= SOURCE MATERIAL =
——

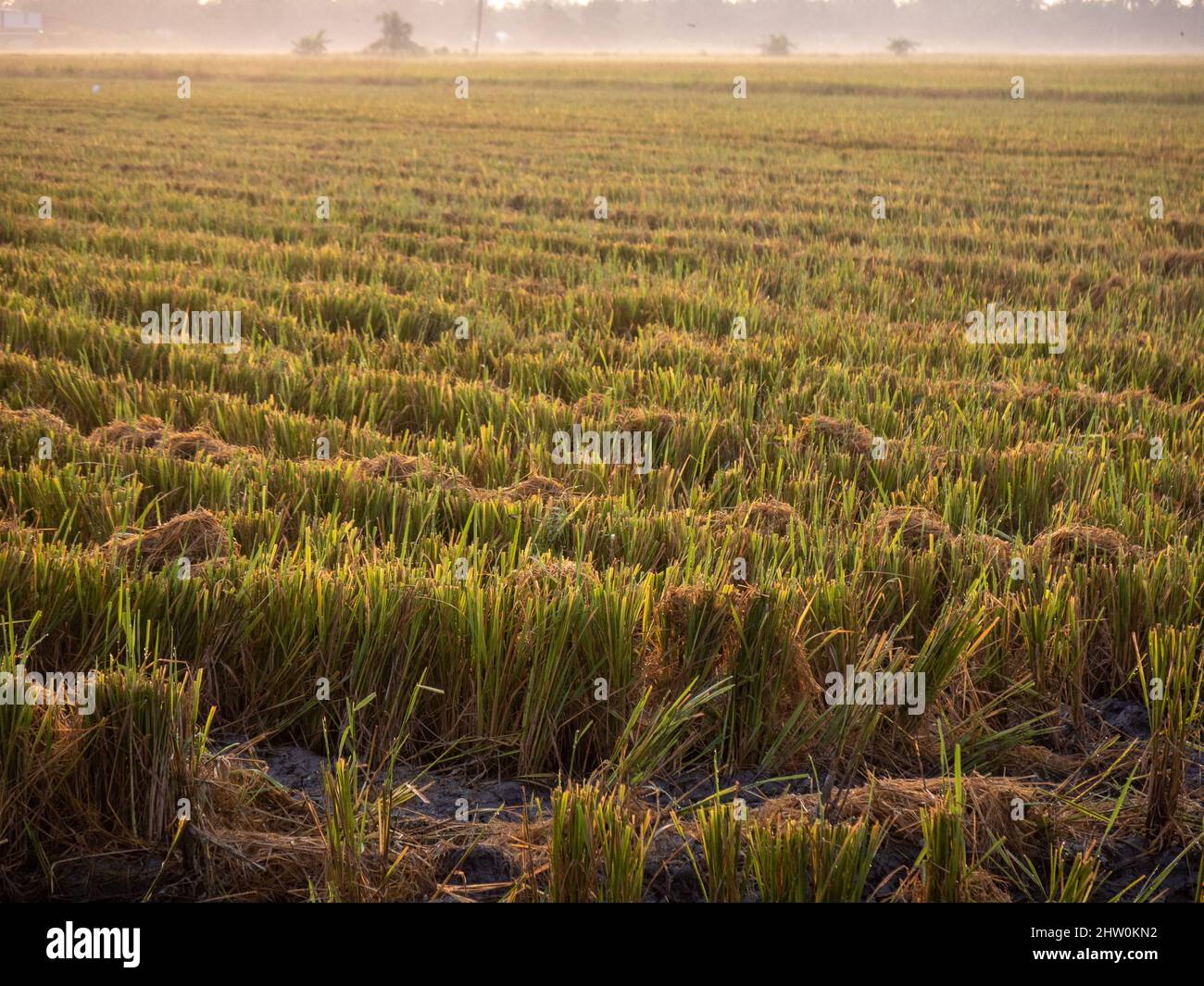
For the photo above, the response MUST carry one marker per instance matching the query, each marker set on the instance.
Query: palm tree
(778, 44)
(395, 37)
(311, 44)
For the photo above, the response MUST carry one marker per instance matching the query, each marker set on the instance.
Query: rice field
(586, 486)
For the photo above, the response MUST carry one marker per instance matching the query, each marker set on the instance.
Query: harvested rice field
(601, 480)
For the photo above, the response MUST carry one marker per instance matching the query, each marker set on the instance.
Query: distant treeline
(630, 25)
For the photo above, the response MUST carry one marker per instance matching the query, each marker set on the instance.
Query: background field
(441, 449)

——

Nothing but the lines from the one containing "Query: harvested rice field" to the last line of the listing above belongs in the answer; restate each word for word.

= RESULT OF THIS TASK =
Query: harvested rice field
(601, 480)
For the photo above, the response MUST carry one marker per instance matching the query, each marker set on the instance.
Query: distant treeline
(630, 25)
For the photo above, the response MUST carry one marker per instance matching the query, each marker set on the instance.
Query: background field
(441, 449)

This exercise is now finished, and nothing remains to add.